[begin TEXT SECTION]

Not all trash is waste, say Haiti youth26/08/2018 - by Janot Mendler de Suarez, Climate Centre, Port-au-Prince
“ECEAUH has identified the lack of waste disposal as one of Haiti’s most serious environmental concerns, and while it can aggravate climate impacts like floods when drains clog and back up, of equal concern are the cascading effects of plastic as it breaks down in the environment, entering the food chain and, according to some research, even contributing to greenhouse gas emissions.”
This is the considered view of Haitian Red Cross (HRC) Vice-President Claudine Joseph, a dedicated adviser to the Ensemble contre Changement Climatique dans un Environnement assaini dans L’Unité haitienne*.
The new environmental youth group coordinated by student leaders from the Université Espoir, the Université d’Etat d’Haiti, and the Calvary Chapel Foundation.
Earlier this month they met HRC youth coordinators Elisée Pierre and Valencia Estime to share a recently designed action plan for plastic waste with the Partners for Resilience (PfR) country team.
The plan incorporates ‘J’adapte’ methodology, a French-language version of the Y-Adapt programme introduced to them last March by the HRC and with an expert briefing on waste management.
They first collected waste plastic in the Chapel Calvary neighbourhood of Port-au-Prince, then held a design competition to come up with ways to make use of it, and finally put the resulting product to use.

[end TEXT SECTION]
[begin DATA ROWS]

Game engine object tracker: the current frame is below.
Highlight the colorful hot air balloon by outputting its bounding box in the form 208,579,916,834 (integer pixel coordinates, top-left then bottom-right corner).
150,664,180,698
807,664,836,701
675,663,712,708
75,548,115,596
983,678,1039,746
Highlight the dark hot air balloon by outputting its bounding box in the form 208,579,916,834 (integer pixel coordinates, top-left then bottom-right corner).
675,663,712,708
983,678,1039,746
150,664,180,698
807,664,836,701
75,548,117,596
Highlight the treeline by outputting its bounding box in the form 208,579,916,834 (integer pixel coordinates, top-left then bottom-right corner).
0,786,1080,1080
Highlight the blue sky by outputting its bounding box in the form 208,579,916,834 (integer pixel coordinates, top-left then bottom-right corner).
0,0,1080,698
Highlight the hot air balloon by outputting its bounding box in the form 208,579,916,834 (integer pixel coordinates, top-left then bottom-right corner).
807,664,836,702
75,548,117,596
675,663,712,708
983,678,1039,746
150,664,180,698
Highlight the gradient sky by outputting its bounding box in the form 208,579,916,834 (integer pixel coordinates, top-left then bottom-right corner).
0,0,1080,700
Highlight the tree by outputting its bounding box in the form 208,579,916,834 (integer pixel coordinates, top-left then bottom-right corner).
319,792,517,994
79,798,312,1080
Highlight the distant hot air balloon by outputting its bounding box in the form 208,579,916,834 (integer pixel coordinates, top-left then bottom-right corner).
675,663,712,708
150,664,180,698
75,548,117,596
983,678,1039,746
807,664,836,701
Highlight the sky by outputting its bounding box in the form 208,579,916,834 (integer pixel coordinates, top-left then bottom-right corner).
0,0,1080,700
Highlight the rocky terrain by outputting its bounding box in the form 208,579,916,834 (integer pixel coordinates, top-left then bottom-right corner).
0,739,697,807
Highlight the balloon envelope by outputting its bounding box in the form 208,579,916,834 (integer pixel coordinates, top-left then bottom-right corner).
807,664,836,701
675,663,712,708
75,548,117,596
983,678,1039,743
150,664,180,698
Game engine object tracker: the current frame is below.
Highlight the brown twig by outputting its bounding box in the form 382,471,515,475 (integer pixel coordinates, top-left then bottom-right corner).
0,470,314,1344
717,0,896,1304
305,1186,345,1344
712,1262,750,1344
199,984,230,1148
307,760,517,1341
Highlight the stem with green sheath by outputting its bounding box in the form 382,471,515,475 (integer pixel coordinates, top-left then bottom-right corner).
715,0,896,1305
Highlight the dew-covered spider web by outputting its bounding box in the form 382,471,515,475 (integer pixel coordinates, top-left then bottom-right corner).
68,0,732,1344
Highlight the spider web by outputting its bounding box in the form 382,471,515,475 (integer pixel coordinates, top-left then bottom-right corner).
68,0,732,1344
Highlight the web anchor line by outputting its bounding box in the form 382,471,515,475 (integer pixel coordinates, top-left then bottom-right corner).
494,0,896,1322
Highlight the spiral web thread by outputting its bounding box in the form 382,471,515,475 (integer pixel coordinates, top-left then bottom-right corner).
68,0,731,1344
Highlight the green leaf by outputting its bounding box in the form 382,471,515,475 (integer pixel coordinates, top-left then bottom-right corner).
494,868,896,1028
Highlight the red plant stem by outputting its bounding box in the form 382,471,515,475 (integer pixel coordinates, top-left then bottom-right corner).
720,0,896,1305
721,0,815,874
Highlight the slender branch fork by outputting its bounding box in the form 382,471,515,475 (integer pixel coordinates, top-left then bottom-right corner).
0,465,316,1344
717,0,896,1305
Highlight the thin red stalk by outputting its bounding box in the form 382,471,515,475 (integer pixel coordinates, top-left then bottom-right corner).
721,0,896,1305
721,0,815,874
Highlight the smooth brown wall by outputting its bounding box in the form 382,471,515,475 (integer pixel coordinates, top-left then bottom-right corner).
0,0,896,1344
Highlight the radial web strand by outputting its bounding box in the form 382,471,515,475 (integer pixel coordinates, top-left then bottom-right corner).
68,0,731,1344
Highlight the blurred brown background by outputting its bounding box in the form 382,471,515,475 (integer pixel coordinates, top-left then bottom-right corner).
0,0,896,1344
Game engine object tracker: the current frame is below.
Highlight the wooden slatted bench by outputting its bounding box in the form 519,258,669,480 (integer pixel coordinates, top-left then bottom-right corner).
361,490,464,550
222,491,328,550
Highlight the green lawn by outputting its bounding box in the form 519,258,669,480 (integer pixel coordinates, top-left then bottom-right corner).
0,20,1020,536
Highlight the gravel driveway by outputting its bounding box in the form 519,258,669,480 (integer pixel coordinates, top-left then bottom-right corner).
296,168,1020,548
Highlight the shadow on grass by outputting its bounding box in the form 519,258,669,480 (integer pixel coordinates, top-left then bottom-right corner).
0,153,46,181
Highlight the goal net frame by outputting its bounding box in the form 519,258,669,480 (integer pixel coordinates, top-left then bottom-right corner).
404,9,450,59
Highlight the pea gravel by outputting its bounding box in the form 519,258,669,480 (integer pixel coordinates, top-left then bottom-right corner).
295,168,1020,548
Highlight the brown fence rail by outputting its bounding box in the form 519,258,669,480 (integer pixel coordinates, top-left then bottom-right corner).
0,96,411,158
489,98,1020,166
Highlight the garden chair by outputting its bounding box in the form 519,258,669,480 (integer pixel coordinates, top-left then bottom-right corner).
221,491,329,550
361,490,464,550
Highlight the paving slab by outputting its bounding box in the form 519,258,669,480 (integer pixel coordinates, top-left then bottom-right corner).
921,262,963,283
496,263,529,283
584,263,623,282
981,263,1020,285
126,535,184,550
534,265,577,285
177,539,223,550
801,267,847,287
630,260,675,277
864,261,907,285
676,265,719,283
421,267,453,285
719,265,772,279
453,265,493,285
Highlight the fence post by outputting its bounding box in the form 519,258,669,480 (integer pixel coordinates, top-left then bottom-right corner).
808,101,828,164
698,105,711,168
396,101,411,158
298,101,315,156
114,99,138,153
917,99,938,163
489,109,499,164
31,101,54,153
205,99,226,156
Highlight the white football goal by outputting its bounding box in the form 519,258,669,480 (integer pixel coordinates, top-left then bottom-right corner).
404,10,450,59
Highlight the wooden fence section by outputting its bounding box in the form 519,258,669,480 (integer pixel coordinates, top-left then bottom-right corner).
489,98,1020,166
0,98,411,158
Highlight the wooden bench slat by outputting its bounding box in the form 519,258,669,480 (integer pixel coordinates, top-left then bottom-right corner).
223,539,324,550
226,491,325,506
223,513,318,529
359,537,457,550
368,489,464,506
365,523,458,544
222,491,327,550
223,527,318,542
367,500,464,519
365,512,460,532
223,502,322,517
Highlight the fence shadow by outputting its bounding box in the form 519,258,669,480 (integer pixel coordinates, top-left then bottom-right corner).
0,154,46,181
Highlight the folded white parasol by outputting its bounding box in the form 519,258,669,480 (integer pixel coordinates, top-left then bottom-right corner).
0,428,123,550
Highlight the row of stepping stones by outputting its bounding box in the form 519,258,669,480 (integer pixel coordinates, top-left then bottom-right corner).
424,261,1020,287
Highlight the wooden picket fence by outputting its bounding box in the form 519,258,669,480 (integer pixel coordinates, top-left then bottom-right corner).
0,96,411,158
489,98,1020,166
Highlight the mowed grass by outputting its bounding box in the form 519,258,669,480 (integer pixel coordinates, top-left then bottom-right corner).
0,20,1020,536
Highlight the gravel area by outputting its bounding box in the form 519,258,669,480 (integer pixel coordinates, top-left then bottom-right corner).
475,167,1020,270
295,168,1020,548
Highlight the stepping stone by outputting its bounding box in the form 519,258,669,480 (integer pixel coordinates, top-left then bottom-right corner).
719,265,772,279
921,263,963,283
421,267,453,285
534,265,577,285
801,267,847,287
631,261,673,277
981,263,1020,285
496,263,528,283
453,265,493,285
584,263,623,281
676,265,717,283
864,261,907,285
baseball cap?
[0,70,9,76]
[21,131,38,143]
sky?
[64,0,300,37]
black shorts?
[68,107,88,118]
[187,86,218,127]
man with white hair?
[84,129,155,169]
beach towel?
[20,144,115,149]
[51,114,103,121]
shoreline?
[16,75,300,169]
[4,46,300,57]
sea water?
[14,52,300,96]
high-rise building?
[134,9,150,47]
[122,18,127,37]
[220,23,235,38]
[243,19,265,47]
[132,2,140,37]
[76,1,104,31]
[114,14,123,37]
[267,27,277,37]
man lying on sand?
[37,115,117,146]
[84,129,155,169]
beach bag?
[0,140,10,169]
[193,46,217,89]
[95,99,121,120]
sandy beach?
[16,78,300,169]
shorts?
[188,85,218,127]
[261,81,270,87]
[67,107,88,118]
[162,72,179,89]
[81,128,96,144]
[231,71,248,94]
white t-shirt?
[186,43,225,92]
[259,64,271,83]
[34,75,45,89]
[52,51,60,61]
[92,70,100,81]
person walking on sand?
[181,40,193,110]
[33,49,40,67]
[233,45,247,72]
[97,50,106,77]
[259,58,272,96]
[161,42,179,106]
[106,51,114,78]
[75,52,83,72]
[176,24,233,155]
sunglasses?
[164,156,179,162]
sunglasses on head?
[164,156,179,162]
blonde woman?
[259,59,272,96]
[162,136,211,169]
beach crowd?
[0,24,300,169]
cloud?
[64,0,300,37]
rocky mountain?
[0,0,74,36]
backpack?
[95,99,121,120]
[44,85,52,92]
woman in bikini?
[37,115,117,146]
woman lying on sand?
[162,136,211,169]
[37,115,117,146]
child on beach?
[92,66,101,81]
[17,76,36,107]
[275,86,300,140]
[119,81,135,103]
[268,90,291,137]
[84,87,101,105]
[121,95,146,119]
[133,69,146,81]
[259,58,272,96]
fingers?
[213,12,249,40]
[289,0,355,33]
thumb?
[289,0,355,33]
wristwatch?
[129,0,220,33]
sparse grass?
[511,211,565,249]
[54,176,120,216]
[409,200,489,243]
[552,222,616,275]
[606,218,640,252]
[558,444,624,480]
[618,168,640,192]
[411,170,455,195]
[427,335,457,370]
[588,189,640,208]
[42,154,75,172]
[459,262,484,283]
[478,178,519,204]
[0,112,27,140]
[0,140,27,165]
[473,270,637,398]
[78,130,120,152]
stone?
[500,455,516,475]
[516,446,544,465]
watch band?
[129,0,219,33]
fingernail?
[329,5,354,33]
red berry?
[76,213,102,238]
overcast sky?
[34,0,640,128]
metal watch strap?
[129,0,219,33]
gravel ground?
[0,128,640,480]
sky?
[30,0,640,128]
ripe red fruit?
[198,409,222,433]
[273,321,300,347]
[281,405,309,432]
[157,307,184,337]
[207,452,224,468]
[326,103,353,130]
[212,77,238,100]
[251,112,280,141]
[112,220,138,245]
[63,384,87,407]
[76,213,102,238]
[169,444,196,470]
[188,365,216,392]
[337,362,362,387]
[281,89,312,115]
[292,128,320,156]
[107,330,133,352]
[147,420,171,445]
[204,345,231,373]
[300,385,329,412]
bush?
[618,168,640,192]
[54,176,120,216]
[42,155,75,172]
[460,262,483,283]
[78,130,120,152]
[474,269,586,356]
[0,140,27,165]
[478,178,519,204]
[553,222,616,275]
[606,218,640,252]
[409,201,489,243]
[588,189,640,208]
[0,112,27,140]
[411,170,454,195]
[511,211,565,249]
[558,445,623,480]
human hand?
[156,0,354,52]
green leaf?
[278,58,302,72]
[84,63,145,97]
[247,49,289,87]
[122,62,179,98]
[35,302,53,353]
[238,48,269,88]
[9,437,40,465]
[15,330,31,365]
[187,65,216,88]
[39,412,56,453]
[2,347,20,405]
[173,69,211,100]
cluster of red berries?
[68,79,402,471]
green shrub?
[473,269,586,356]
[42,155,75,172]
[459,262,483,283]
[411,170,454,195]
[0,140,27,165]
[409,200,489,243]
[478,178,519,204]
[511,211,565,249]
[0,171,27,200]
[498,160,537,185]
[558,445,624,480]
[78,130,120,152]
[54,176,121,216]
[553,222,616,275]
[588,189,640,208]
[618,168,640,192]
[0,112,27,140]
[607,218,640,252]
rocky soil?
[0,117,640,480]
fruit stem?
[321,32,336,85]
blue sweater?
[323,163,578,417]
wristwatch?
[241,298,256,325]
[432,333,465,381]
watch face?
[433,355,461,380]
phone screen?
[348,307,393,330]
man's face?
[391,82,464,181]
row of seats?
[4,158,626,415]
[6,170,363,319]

[end DATA ROWS]

PROBLEM SET:
a) In the article on Haiti youth and plastic waste, what position does Claudine Joseph hold in the Haitian Red Cross?
b) Continue the article on Haiti youth and plastic waste from where it stops.

RESULTS IN ORDER:
a) Vice-President

b)
ECEAUH students showed the PfR team the winning ‘waste waste-bins’ (photo) they’ve been cleverly building out of discarded plastic bottles and installing in their neighbourhoods – and which are clearly their own best advertisement.
Their next challenge is to advocate with city officials to put better systems in place for refuse collection and recycling.
J’adapte was developed by Plan International and the Climate Centre with PfR support and introduced to the ECEAUH group by HRC youth coordinators also trained as facilitators.
*Together Against Climate Change and for a Clean Environment in Haiti.
Haitian youth have found highly imaginative new ways of putting the plastic waste that aggravates local flooding and contaminates their neighbourhoods, rivers and coastline to good use, like these public refuse bins made from discarded soda bottles. (Photo: HRC)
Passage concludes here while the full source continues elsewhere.